#### Fragmento proporcionado ####

Me había sentado en la terraza del restaurante para disfrutar de mi desayuno al sol, pero una vez había dado cuenta del bocadillo y el zumo sólo pude dar un par de sorbos al café antes de que una ráfaga de viento se llevase la taza entera. Bueno, al menos no me lo tiró encima…

No me había encontrado con vientos tan fuertes desde el principio del viaje a excepción de la tormenta de arena en Kazakstán que se llevó mis guantes de piel. Al cabo de unas horas de pelear con el viento en la autopista, llegué a la conclusión de que de todas las condiciones meteorológicas que me había ido encontrando durante el viaje, esta era, sorprendentemente, la que más detestaba. El fuerte viento se veía empeorado por las turbulencias provocadas por los camiones y furgonetas, y me al final me cansé del tema y dejé la autopista mucho antes de lo que tenía previsto y me volví a las carreteras secundarias esperando estar más protegido del viento y encontrar menos turbulencias del tráfico, que iría más lento.

La cosa no mejoró demasiado… Francia es un país genial con muchas cosas que ver, pero por desgracia la mayoría de ellas no están en el centro del país. Hice kilómetros y kilómetros a través de pueblos aletargados, campos, polígonos industriales, más campos y mas pueblos aletargados, acompañado todavía por el viento y teniendo que aguantar los centenares de abuelos que se pasean por esas carreteras de campo con sus Berlingos a 20km/h. Si uno va a Francia como turista, hay mucho que ver. En mi caso, estaba haciendo un tour muy largo saliendo desde Barcelona, lo que significaba que Francia era un país que tenía que atravesar para llegar a cosas más interesantes. Si vuelvo a hacer esto, creo que iré con ferry a Italia y luego a los Balcanes para evitarlo.

Finalmente llegué a Perpiñán, donde quería girar al oeste para enfilar hacia los Pirineos. Era ya la hora de comer, así que para cuando dejé la ciudad y sus políginos industriales detrás empecé a buscar un sitio donde comer. Quería encontrar un restaurante de pueblo y regalarme una buena última comida en la carretera, pero parece que no iba a ser posible. Me pregunto si era festivo o simplemente a los franceses no les gusta trabajar un lunes, pero no conseguí encontrar absolutamente nada abierto en ninguno de los pueblos por los que pasé. También necesitaba llenar el depósito, así que me dirigí a una gasolinera de supermercado que había encontrado en el GPS, y ya que no había ni un solo bar o restaurante abierto, decidí que compraría algo allí y me buscaría la vida en algún rincón agradable cerca de la carretera ahora que ya me acercaba a la montaña. Esa opción también quedó descartada en cuanto entré al parking del supermercado. No había ni alma a la vista, todas las persianas estaban bajadas y solo había un par de surtidores de los que funcionan con tarjeta a pleno sol para darme la bienvenida. Llené el depósito, y como aún llevaba la capa térmica del traje (hacía frío por la mañana) empecé a desmontarla sin ni tan solo apartar la moto del surtidor. Naturalmente, tan pronto como empecé a bajarme los pantalones, aparecieron no uno sino tres coches, una moto y un hombre a pie con un bidón de gasolina en la mano que querían usar el maldito surtidor. ¿¡De dónde salían!? ¡Acababa de atravesar un pueblo donde no había ni gatos! Empujé la moto para dejar sitio y terminé de cambiarme mientras una mademoiselle de cierta edad ponía a prueba la paciencia de los otros cuatro clientes mientras se tomaba su tiempo para descubrir cómo usar su tarjeta para pagar la gasolina.

#### Listado ####

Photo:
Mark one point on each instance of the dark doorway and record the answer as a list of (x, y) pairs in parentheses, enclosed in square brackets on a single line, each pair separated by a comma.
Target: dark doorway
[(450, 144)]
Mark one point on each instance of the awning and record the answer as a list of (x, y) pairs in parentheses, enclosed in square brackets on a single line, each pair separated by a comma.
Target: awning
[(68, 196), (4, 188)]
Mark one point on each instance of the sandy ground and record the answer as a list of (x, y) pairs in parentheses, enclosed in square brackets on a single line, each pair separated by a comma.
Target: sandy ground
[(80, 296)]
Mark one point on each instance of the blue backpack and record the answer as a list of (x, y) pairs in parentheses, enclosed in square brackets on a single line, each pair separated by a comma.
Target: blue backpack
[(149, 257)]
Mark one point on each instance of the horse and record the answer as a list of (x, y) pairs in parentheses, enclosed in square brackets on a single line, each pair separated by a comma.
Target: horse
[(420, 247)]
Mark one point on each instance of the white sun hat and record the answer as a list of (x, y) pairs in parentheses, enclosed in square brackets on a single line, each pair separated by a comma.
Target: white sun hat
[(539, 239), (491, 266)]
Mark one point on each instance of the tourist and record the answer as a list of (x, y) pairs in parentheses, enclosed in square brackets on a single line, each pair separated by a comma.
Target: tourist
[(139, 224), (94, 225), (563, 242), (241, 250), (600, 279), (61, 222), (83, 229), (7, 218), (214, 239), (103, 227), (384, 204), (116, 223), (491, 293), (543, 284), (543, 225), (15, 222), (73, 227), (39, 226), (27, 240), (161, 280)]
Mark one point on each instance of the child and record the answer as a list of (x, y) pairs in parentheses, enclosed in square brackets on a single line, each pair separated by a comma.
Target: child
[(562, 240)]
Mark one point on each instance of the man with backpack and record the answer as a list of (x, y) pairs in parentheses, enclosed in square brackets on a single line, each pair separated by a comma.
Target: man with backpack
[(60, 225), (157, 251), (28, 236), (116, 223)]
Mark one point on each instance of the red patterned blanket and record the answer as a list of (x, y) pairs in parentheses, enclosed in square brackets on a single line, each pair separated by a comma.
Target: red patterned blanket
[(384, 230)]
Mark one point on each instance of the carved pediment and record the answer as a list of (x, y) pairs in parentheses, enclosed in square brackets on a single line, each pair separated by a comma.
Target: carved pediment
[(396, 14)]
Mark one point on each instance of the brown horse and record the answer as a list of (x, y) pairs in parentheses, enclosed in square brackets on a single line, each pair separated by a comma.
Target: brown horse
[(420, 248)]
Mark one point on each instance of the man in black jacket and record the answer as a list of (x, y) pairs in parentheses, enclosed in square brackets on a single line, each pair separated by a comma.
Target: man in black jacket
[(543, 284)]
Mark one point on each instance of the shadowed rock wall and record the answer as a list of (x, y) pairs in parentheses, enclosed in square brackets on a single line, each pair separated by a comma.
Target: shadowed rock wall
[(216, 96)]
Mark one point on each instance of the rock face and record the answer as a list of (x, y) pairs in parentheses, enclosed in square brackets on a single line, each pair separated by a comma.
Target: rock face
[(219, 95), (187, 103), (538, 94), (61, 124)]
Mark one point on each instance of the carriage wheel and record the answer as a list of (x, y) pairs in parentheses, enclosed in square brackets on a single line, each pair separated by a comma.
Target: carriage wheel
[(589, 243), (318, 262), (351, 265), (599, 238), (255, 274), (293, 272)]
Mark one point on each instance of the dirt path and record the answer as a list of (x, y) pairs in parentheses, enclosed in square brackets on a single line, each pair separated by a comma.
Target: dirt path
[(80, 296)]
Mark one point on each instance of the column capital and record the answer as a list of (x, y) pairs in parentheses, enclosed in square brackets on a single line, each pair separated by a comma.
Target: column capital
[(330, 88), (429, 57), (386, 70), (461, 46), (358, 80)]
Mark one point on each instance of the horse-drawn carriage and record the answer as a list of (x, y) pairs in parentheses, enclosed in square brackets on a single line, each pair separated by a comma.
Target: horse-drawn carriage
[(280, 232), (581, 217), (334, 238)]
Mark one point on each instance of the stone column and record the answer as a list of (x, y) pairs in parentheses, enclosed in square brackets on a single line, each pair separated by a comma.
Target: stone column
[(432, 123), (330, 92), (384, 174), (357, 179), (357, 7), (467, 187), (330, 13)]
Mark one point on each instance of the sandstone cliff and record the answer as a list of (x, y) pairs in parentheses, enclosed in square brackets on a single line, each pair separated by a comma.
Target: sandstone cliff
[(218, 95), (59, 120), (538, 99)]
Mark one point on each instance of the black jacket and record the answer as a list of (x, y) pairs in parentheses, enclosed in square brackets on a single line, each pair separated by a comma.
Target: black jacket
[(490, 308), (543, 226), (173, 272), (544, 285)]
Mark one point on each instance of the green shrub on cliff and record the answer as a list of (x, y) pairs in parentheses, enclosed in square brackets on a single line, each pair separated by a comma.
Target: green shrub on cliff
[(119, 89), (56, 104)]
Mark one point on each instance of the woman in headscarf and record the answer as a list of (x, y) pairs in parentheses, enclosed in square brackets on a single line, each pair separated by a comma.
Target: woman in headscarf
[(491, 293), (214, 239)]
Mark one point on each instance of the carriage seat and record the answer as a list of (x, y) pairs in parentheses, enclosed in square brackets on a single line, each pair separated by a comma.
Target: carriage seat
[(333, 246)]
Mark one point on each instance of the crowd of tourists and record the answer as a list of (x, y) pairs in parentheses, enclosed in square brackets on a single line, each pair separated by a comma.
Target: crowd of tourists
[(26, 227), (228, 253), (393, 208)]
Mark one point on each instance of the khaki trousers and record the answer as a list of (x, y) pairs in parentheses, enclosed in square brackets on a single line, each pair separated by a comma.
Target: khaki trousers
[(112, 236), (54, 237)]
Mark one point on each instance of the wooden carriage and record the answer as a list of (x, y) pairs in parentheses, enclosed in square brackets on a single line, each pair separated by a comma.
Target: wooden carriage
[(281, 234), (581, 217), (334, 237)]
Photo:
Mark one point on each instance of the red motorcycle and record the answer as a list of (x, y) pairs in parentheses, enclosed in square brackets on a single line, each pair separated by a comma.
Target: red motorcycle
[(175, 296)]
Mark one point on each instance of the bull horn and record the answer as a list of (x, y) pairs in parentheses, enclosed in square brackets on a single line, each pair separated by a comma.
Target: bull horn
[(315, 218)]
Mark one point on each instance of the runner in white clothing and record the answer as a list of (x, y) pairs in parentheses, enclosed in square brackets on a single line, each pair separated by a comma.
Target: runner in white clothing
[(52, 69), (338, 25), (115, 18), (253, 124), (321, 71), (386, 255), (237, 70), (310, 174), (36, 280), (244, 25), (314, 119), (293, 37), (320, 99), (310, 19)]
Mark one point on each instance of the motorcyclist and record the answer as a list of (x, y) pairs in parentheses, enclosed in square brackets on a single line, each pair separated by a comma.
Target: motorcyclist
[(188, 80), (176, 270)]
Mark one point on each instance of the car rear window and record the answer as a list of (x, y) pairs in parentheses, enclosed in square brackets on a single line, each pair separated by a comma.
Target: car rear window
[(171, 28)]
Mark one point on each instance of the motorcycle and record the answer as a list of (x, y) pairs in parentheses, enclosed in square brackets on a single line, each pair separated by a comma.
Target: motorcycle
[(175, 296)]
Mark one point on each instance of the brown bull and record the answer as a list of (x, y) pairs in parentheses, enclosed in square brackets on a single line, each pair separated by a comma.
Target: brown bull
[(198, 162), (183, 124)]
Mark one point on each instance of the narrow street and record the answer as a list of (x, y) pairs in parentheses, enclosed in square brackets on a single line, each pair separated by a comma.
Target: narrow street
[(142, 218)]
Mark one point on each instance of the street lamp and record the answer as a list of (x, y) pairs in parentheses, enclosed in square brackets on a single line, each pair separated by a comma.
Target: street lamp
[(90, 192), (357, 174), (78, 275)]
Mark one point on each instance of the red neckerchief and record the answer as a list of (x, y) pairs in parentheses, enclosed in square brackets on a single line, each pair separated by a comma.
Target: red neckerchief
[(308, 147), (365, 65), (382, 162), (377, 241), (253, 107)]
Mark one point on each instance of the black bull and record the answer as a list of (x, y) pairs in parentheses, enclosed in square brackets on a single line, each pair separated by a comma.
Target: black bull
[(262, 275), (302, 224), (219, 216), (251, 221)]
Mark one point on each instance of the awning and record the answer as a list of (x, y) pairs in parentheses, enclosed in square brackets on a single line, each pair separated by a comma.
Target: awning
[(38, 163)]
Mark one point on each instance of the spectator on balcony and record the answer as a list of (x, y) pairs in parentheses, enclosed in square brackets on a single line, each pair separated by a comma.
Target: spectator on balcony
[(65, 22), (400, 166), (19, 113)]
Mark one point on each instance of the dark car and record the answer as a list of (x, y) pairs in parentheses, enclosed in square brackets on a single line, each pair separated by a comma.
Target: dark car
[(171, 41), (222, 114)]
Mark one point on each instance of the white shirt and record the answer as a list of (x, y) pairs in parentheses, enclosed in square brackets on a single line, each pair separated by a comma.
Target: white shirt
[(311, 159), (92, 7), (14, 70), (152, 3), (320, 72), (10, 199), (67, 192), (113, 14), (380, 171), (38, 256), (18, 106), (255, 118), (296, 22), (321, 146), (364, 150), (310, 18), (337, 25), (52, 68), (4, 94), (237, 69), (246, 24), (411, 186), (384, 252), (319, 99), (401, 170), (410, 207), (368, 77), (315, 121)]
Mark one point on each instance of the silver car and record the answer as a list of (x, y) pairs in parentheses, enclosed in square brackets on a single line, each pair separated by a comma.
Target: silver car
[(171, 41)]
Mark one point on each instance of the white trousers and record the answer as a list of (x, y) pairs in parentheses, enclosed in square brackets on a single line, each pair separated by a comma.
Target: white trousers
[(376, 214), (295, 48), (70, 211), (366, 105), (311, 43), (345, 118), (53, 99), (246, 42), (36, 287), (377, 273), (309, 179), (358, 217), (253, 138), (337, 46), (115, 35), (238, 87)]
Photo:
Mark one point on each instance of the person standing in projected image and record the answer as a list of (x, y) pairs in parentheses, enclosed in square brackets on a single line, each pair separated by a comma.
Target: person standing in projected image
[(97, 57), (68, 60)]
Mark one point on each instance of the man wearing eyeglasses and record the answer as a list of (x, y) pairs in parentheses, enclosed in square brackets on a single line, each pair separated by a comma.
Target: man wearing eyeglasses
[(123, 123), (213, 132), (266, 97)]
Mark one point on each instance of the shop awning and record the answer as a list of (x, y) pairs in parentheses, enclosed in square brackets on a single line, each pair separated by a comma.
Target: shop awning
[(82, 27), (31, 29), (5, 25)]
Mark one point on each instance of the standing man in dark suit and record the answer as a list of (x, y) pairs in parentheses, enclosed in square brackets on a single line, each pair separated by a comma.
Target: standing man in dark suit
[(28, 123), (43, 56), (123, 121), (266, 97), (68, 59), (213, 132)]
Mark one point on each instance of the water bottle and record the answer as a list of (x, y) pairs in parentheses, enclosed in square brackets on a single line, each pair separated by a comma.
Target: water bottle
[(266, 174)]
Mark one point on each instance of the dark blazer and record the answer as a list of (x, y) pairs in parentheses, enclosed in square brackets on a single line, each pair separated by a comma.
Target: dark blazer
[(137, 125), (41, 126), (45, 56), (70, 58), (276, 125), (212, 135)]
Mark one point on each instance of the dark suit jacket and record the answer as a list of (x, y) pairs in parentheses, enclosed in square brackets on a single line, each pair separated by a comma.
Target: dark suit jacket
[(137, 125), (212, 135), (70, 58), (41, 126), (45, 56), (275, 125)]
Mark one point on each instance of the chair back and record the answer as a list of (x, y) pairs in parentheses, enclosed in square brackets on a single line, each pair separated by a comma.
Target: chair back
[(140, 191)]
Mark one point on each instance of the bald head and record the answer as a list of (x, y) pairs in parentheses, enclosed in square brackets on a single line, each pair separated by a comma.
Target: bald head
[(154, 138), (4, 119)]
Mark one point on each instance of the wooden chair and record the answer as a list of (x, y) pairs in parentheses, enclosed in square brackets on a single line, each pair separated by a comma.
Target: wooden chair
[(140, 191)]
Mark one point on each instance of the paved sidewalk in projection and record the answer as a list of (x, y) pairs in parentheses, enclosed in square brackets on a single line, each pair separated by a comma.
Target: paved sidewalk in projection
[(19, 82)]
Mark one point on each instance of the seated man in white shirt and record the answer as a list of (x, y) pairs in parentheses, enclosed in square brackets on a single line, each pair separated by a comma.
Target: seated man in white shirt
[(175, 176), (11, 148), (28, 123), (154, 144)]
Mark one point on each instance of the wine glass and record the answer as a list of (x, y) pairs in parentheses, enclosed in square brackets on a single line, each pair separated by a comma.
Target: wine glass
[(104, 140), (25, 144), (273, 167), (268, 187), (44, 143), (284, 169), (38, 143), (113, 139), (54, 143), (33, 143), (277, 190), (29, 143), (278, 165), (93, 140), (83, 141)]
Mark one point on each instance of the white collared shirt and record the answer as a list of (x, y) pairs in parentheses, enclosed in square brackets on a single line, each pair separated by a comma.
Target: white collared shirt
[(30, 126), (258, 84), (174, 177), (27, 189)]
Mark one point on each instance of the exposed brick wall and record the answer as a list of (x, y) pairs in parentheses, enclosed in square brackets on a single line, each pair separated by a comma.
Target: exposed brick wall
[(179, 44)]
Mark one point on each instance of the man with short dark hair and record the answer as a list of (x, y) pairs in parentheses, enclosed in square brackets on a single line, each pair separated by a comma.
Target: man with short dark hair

####

**Instrucciones a seguir:** ¿Podrías reescribir la crónica del viaje desde "La cosa no mejoró" hasta "Balcanes para evitarlo.", poniendo "furgonetas" en lugar de "Berlingos"?

**Resultado del ejercicio:**
La cosa no mejoró demasiado… Francia es un país genial con muchas cosas que ver, pero por desgracia la mayoría de ellas no están en el centro del país. Hice kilómetros y kilómetros a través de pueblos aletargados, campos, polígonos industriales, más campos y mas pueblos aletargados, acompañado todavía por el viento y teniendo que aguantar los centenares de abuelos que se pasean por esas carreteras de campo con sus furgonetas a 20km/h. Si uno va a Francia como turista, hay mucho que ver. En mi caso, estaba haciendo un tour muy largo saliendo desde Barcelona, lo que significaba que Francia era un país que tenía que atravesar para llegar a cosas más interesantes. Si vuelvo a hacer esto, creo que iré con ferry a Italia y luego a los Balcanes para evitarlo.